◆ Requirement A: In the records, put the stretch from the line containing "--detect reflection of trees in water" through the end of the records into a JSON list of strings, one string per line, leaving out blank lines.

◆ Passage given:

· · · · · · ·

Technically, we're applying a single layer perceptron to the problem, with weights and biases taken from our beliefs. You don't have to understand the previous sentence at all. Let's begin by exploring these beliefs.
1. From First Principles
Let’s imagine your job consists of nothing else than solving mathematical equations, and you work along 99 colleagues doing the same (think “computers” from the 1940s). Given AI capabilities reach 50% success rate on 8 hour long tasks in your domain (let’s call it a workday), and the costs of doing so become less than your wage, your employer becomes financially incentivised to implement automation, let 50 of you go, and hire a few to oversee the AIs (a distinctly different job). In the case that AIs reach 99% success rate, your whole department will consist of one person solving the equations, and a few doing the oversight.
There are some adoption factors though. The AI system may do the same amount of calculations you do slower, at the same pace, or faster. Except for the much slower scenario, we can incorporate this fact simply in the cost component. Then comes the question of subtasks. Say all the tasks AIs fail in can be subdivided into two subproblems, and they fail only in one of those. That would reduce the work that still has to be done by a human to half. This is the edge case of the “AI enhanced workforce”, where people using AI are capable of doing more work than the ones not using it. If 3 out of 4 workers improve productivity by a third, the fourth worker becomes unnecessary, given flat demand. On the other hand, implementing an AI supported workflow may have an upfront transformation cost, that may slow down adoption. And there are other adoption factors than pure cost: workplace social interactions and connections, opposition, unionisation can slow down the process.
2. What Does a Job Look Like and What Are the Risks?

· · · · · · ·

◆ Requirement B: According to the piece on AI and jobs, what happens to the fourth worker if 3 out of 4 workers become a third more productive?

◆ Stored rows:
· · · · · · ·

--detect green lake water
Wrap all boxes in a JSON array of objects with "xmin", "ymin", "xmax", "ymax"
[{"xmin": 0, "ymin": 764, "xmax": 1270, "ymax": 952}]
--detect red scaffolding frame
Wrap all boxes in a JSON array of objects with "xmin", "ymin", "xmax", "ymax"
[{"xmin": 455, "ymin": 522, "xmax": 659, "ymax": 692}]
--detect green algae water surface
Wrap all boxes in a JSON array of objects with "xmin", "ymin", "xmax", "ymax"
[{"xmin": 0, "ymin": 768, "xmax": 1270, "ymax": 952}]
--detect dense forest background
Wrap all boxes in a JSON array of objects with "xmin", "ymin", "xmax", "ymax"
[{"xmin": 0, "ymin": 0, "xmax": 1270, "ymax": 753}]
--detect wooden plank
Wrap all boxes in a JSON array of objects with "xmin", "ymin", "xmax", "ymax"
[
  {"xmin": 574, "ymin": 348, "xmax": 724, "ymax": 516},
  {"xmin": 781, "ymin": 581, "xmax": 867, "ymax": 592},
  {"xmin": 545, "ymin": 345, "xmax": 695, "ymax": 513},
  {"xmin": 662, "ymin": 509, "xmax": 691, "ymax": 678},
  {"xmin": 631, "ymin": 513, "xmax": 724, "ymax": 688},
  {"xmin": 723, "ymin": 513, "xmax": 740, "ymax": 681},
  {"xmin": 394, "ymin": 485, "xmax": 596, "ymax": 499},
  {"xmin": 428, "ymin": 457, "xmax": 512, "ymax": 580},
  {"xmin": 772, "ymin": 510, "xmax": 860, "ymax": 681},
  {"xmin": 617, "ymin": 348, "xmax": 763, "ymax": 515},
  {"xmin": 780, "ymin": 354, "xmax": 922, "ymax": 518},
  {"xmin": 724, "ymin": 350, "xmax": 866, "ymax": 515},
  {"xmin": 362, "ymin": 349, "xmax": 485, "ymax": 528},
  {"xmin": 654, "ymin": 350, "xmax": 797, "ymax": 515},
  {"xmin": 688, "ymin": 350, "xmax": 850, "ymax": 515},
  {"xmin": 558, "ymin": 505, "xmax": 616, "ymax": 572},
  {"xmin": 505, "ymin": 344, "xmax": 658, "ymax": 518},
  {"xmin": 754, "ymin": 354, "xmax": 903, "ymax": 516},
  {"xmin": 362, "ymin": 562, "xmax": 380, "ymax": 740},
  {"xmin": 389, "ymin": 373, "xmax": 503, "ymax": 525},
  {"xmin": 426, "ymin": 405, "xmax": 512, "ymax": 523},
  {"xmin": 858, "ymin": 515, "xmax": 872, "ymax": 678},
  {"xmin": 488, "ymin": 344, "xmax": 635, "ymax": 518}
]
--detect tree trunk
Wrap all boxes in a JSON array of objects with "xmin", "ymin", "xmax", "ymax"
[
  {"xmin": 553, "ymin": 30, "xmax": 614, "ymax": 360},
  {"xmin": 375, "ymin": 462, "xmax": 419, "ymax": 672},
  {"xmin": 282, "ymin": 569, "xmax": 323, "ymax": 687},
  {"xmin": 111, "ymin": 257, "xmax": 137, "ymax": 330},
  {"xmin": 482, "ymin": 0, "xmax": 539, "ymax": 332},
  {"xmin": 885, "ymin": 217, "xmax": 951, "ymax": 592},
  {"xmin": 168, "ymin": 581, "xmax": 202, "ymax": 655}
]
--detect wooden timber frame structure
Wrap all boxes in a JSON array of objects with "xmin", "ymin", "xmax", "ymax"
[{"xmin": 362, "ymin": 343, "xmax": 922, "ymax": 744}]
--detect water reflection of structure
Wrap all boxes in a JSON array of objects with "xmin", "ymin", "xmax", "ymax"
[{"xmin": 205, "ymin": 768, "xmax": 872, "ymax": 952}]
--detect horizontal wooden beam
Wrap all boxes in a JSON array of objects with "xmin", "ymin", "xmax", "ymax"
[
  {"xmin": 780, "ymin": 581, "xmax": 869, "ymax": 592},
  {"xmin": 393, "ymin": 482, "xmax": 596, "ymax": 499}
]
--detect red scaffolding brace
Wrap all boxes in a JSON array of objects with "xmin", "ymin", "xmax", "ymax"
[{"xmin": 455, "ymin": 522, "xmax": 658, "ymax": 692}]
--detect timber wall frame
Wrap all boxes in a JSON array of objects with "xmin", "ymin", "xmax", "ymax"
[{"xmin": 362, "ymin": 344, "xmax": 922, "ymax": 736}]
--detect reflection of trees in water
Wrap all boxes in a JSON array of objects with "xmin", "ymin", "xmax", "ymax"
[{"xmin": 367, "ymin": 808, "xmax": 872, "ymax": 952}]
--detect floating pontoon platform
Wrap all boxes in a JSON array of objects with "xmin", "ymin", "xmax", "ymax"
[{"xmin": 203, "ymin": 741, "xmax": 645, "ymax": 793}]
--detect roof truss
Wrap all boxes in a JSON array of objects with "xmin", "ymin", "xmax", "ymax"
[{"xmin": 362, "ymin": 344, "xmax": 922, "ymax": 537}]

· · · · · · ·

◆ Worked solution A:
[
  "--detect reflection of trees in water",
  "Wrap all boxes in a JSON array of objects with \"xmin\", \"ymin\", \"xmax\", \"ymax\"",
  "[{\"xmin\": 367, \"ymin\": 808, \"xmax\": 872, \"ymax\": 952}]",
  "--detect floating pontoon platform",
  "Wrap all boxes in a JSON array of objects with \"xmin\", \"ymin\", \"xmax\", \"ymax\"",
  "[{\"xmin\": 203, \"ymin\": 741, \"xmax\": 645, \"ymax\": 793}]",
  "--detect roof truss",
  "Wrap all boxes in a JSON array of objects with \"xmin\", \"ymin\", \"xmax\", \"ymax\"",
  "[{\"xmin\": 362, \"ymin\": 344, \"xmax\": 922, \"ymax\": 537}]"
]

◆ Worked solution B: The fourth worker becomes unnecessary, given flat demand.